** begin **

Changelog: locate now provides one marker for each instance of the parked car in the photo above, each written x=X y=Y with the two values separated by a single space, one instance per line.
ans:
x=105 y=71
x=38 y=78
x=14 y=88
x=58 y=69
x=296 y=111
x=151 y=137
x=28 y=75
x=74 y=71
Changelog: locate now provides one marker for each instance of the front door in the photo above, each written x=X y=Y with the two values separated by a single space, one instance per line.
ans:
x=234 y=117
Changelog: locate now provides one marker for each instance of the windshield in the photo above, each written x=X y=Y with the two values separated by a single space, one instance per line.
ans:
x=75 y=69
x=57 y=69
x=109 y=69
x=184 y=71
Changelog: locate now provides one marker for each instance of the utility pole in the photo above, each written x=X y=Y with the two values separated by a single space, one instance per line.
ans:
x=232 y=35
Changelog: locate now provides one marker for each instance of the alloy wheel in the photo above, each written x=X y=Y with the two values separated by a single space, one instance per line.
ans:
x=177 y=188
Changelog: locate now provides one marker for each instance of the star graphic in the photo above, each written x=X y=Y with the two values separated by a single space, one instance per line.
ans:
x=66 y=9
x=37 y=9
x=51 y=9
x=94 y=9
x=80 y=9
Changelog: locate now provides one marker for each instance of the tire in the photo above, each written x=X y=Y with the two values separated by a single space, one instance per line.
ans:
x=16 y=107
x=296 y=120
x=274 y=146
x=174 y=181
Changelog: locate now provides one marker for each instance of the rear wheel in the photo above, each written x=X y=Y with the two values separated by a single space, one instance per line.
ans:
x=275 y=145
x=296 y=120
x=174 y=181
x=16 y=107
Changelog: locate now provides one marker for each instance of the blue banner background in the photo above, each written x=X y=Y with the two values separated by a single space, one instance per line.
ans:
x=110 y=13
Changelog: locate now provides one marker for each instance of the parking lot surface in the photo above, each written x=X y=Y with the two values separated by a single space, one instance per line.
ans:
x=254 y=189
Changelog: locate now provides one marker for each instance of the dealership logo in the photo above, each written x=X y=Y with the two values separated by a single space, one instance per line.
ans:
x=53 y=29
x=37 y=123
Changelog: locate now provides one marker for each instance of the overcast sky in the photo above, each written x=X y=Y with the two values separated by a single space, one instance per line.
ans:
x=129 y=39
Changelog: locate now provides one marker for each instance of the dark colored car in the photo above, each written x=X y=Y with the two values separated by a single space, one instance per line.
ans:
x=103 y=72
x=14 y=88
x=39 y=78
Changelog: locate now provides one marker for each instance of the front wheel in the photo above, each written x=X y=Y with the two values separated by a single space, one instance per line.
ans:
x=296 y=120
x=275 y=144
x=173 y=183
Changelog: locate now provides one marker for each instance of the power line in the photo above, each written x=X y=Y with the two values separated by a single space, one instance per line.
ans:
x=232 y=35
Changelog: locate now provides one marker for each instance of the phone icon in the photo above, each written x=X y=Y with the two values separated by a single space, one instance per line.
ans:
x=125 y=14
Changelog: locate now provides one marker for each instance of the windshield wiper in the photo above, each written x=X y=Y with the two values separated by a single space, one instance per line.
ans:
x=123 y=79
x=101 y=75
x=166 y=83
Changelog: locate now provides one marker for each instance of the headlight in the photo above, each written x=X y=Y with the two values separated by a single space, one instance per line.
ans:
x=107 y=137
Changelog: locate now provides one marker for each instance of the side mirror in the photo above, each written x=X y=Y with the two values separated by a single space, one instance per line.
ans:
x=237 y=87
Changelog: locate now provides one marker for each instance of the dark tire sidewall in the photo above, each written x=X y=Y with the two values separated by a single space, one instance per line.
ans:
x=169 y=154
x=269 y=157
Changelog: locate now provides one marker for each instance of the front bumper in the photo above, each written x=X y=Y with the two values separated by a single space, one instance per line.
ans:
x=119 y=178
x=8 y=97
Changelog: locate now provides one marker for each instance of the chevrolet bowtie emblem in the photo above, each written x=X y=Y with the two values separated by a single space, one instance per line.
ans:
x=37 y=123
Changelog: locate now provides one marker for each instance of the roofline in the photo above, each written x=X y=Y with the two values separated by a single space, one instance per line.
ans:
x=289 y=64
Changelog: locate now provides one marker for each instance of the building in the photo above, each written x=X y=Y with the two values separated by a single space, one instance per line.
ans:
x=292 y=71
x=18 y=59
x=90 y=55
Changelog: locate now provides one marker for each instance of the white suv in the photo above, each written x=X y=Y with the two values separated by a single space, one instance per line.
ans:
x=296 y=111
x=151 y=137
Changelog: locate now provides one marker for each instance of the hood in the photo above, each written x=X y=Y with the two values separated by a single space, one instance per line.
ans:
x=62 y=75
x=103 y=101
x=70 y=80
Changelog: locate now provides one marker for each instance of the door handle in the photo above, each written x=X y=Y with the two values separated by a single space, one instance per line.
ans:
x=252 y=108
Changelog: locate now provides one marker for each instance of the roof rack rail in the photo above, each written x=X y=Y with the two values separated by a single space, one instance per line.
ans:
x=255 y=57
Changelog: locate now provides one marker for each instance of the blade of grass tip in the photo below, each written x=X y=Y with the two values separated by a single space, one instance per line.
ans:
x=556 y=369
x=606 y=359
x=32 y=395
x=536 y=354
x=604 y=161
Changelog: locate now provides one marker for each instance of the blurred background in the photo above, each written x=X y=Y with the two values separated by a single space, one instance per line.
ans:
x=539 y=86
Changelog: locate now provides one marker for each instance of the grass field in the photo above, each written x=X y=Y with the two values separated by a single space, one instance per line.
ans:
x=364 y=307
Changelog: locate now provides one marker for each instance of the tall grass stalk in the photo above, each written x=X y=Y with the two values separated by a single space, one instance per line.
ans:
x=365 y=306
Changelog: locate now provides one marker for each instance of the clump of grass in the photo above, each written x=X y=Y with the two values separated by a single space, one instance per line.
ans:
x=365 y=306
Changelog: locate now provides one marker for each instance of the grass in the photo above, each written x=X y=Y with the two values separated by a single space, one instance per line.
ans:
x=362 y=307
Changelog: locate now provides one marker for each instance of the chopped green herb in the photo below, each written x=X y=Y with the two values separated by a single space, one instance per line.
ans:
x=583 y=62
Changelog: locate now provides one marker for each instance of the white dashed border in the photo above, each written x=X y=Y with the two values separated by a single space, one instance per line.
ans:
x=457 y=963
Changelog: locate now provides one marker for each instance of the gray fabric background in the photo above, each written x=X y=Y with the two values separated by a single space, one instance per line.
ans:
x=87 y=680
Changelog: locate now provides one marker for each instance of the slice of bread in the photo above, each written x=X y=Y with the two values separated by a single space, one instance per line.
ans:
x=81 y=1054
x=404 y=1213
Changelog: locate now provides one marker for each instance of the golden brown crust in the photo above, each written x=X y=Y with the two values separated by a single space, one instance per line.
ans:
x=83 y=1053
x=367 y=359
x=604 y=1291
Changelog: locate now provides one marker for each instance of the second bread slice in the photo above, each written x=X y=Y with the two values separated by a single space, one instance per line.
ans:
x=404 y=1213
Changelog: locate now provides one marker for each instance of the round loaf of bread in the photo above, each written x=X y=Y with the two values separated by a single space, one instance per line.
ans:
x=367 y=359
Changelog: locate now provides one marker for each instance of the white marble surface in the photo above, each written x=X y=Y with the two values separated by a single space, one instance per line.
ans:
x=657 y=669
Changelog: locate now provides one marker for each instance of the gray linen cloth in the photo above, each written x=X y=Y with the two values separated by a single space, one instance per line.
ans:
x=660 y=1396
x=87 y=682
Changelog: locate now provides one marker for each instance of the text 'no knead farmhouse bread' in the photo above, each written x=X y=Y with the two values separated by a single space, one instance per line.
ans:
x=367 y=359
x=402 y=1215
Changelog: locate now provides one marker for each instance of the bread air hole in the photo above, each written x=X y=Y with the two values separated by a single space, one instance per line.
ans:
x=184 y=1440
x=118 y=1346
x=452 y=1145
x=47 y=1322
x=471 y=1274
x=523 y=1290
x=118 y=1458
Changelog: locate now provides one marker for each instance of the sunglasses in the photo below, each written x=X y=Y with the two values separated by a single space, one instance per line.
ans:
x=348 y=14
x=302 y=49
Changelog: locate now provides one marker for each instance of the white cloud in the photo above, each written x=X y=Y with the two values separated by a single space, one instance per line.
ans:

** end **

* Exercise *
Reproduce, word for word, the part of the items that opens with the line containing "of the text" and closes with the line containing "x=402 y=1215", including both of those lines.

* Reply to the task *
Changelog: locate now provides one marker for each instance of the text 'no knead farmhouse bread' in the photo above, each written x=X y=Y with the two values separated by a single space, one instance per line.
ans:
x=367 y=359
x=402 y=1215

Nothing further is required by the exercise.